__Instructions for the task__:
Return each record shown beneath, word for word.

━━━━━ Source data

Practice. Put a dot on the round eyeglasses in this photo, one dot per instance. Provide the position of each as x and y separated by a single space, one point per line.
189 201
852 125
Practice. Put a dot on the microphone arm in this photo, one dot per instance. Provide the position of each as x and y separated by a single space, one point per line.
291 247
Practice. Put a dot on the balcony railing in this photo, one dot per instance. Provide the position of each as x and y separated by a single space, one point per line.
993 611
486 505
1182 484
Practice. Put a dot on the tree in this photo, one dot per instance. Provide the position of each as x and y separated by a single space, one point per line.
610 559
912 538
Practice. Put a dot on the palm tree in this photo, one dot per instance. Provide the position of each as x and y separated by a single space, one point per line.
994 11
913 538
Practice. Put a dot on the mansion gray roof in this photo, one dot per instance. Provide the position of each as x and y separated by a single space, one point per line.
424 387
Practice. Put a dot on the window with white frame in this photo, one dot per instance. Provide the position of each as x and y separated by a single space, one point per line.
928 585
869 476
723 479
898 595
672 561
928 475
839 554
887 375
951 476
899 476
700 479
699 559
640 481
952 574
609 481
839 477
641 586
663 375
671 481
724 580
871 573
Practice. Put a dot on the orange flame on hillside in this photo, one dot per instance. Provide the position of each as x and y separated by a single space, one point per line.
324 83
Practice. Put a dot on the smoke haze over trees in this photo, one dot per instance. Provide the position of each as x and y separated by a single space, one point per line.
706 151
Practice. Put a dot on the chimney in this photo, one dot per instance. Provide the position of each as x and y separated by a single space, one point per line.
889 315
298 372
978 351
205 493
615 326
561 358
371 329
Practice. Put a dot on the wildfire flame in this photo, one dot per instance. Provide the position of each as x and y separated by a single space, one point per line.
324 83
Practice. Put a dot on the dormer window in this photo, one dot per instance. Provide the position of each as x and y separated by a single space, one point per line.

━━━━━━━━━━

__Answer section__:
Practice. Put a dot on the round eyeglasses in this photo, one dot per instance. Provide the position of each as x and y separated by a single space, one point per line.
189 201
852 125
Practice. Put a dot on the microphone arm in this photo, one dot per instance. Provide the position of each as x and y separated by a single space, one point per line.
291 247
Practice. Put a dot on the balcony railing in this photo, one dot per instance. Provide the position of each as x and y separated by a single space, one point per line.
993 611
486 505
1182 484
Practice. Put a dot on the tree in this photo, one dot per instance. Provide the position of each as x and y separated by a single space, one point per line.
610 559
912 538
Practice. Put a dot on the palm tree in this photo, one dot per instance. Provide the position of each as x and y separated by a single space, one point per line.
994 11
913 538
Practice. Put a dot on the mansion gray roof in this photo, one dot per instance. Provide the position of each as x and y separated by a single space, one point per line.
424 387
Practice. Put a dot on the window with white frame in this photo, one dot per instance. Provide the position of each as x and y separated by a single space, one point per line.
928 585
869 476
723 479
898 595
672 561
928 475
839 554
887 375
951 476
899 476
700 479
699 559
640 481
952 574
609 481
839 477
641 586
663 375
671 481
724 580
871 573
Practice. Put a dot on the orange flame on hillside in this photo, one dot per instance. Provide the position of each as x and y separated by a single space, one point per line.
324 83
Practice. Put a dot on the smoke haze over trees in this photo, one dot per instance. Provide the position of each as x and y separated by a single space, one point per line.
706 151
Practice. Put a dot on the chimney in this photo, one dot per instance. Provide the position of each as x and y separated by a single space, one point per line.
889 315
298 372
978 351
205 493
615 326
561 358
371 329
Practice. Put a dot on the wildfire flame in this photo, one dot per instance. Provide the position of each as x and y separated by a single space, one point per line.
324 83
Practice. Put a dot on the dormer window in this photo, one dot per instance. Provide the position of each as x and y separated by a single space, one point per line.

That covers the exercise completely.